RECORDS SUPPLIED
------

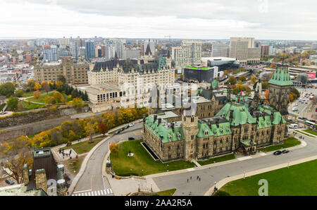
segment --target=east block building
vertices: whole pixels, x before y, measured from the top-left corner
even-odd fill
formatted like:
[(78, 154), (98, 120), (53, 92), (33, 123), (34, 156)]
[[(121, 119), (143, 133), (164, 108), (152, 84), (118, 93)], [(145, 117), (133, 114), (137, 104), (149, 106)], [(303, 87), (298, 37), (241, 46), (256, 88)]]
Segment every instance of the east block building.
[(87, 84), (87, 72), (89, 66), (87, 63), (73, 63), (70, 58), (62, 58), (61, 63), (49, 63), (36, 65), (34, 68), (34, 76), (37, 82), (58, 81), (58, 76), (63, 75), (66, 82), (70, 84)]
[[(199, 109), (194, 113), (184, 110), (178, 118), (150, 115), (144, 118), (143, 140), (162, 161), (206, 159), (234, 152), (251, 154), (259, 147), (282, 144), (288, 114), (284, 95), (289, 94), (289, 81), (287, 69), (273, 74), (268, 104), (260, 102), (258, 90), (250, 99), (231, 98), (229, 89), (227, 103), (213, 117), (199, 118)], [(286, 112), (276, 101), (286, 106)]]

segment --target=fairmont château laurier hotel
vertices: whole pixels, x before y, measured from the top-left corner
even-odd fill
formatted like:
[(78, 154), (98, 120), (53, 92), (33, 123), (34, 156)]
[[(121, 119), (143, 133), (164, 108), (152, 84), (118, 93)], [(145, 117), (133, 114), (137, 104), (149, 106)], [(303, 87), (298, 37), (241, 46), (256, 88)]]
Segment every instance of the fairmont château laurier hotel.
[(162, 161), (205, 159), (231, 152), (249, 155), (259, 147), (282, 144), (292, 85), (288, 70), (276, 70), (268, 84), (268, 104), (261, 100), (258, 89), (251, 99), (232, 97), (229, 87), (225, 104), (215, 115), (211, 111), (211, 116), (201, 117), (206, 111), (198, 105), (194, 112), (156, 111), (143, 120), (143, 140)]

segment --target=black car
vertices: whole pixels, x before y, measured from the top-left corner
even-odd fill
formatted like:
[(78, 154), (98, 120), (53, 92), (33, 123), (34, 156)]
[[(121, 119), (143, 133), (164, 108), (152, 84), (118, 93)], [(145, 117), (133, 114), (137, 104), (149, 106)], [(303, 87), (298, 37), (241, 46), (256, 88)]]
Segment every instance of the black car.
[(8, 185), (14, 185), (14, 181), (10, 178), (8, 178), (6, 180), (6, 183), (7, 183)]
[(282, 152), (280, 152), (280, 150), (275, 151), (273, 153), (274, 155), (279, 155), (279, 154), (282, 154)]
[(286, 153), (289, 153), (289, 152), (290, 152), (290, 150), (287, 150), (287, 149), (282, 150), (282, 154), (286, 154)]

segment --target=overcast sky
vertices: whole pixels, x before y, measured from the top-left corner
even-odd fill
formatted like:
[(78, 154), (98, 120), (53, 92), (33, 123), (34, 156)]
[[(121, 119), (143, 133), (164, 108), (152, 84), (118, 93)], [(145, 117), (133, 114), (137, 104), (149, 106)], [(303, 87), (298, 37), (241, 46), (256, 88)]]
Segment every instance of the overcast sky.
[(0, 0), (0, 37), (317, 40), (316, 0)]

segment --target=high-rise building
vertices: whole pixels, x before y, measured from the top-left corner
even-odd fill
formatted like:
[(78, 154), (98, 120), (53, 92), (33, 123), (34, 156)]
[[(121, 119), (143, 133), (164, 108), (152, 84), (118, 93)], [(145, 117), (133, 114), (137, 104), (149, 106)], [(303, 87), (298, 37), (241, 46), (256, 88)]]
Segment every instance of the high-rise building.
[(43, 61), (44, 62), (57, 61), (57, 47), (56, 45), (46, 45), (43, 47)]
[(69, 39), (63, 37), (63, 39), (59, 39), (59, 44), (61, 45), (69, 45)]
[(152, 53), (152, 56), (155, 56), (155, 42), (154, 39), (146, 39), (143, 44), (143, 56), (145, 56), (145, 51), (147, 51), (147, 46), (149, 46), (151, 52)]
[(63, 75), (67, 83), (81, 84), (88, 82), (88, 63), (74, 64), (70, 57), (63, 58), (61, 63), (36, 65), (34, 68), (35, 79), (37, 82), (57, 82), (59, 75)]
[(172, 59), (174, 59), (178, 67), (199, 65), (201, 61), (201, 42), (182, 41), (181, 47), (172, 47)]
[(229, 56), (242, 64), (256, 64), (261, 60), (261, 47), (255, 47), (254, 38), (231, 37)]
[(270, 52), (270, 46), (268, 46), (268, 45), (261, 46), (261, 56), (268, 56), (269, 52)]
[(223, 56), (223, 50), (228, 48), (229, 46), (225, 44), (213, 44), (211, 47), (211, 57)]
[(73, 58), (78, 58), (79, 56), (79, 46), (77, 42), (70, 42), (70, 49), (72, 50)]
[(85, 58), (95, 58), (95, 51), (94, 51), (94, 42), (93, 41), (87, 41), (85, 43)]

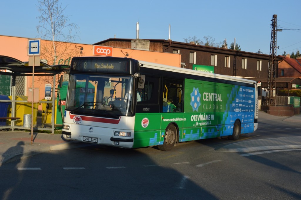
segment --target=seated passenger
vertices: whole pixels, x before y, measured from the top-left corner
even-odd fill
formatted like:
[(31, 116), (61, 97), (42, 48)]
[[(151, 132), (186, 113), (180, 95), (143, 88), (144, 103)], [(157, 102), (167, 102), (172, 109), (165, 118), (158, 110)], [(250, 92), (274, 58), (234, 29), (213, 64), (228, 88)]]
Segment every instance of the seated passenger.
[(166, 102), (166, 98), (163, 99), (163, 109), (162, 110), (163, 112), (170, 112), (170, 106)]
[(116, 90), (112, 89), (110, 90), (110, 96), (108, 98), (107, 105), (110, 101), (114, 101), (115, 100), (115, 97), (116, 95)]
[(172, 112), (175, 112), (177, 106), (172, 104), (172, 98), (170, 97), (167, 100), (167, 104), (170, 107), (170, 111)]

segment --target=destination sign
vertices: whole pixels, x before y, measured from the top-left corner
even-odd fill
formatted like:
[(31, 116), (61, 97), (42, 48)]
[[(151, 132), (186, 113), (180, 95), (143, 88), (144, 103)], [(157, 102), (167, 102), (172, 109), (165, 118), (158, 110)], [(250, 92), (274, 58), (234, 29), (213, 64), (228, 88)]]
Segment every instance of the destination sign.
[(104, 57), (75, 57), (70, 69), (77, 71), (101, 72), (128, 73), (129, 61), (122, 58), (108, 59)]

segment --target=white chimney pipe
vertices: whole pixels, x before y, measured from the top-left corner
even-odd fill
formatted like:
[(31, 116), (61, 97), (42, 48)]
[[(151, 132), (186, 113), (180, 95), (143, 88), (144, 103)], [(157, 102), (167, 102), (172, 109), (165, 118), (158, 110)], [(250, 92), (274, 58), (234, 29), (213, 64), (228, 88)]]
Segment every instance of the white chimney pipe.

------

TASK REQUIREMENTS
Reproduce the entries verbatim, starting from the beginning and stopping at the line that contains "Segment every instance of the east", including that line. Leave the pictures out of your answer.

FINAL RESULT
segment --target=east block building
vertices: whole pixels, x before y, measured from the top-left corner
even-odd fill
formatted like:
[(78, 154), (98, 120), (53, 92), (33, 123), (34, 156)]
[[(121, 119), (143, 133), (164, 108), (152, 84), (118, 93)], [(145, 117), (133, 114), (137, 104), (149, 106)], [(303, 87), (298, 37), (241, 46), (256, 88)]]
Segment every instance of the east block building.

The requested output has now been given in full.